§ Yapılacak görev 1
Farkındalık metnine göre Türk Dil Kurumu "farkındalık" kelimesini nasıl açıklamaktadır?
§ Yapılacak görev 2
Farkındalık metninde "Türk Dil Kurumu" sözlerinden başlayıp "tabir-i caizse karıncalanmasıdır." sözleri de dahil olmak üzere uzanan kısmı hiçbir değişiklik yapmadan kopyala.

§ Belge alıntısı
Unutma! Farkında olduğun kadar güçlüsün.
Türk Dil Kurumu ‘farkındalık’ kelimesini ‘farkında olma durumu’ olarak açıklamaktadır. Peki, neyin farkında olma durumudur farkındalık? Olmayan bir şeyin farkındalığı olamayacağından, her şeyden evvel farkındalığına ihtiyaç duyulan bir olayın, nesnenin, ilişkinin veya daha kapsayıcı mahiyette bir şeyin olması icap eder. Hemen bu noktada zihnimizde şu soru canlanabilir: Bir şey mevcut olduğu halde farkında olunmayabilir mi? Maalesef evet. Zaten farkındalık tam da bu noktada anlam kazanmaktadır. Zira farkında olma hali, bilinçli bir haldir ya da bir bilinç halidir. Aklî melekeleri kullanmak suretiyle olayları, nesneleri, şeyleri görünen yüzlerinin yanı sıra görünmeyen yüzleriyle anlamlandırabilme yetisidir. Çoğunluğun belli bir anlam yüklediği bir olayın ya da kurumun hakikatte anlamının herkesin yüklediği gibi olup-olmadığı hususunda zihnin ve gönlün tabir-i caizse karıncalanmasıdır.

§ Kaydedilen veriler
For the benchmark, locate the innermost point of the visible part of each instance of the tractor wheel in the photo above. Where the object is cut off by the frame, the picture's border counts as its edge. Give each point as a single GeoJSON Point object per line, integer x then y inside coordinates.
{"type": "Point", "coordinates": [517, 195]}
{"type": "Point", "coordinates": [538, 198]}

§ Tam çıktı 1
Türk Dil Kurumu bu kelimeyi "farkında olma durumu" olarak açıklamaktadır.

§ Tam çıktı 2
Türk Dil Kurumu ‘farkındalık’ kelimesini ‘farkında olma durumu’ olarak açıklamaktadır. Peki, neyin farkında olma durumudur farkındalık? Olmayan bir şeyin farkındalığı olamayacağından, her şeyden evvel farkındalığına ihtiyaç duyulan bir olayın, nesnenin, ilişkinin veya daha kapsayıcı mahiyette bir şeyin olması icap eder. Hemen bu noktada zihnimizde şu soru canlanabilir: Bir şey mevcut olduğu halde farkında olunmayabilir mi? Maalesef evet. Zaten farkındalık tam da bu noktada anlam kazanmaktadır. Zira farkında olma hali, bilinçli bir haldir ya da bir bilinç halidir. Aklî melekeleri kullanmak suretiyle olayları, nesneleri, şeyleri görünen yüzlerinin yanı sıra görünmeyen yüzleriyle anlamlandırabilme yetisidir. Çoğunluğun belli bir anlam yüklediği bir olayın ya da kurumun hakikatte anlamının herkesin yüklediği gibi olup-olmadığı hususunda zihnin ve gönlün tabir-i caizse karıncalanmasıdır.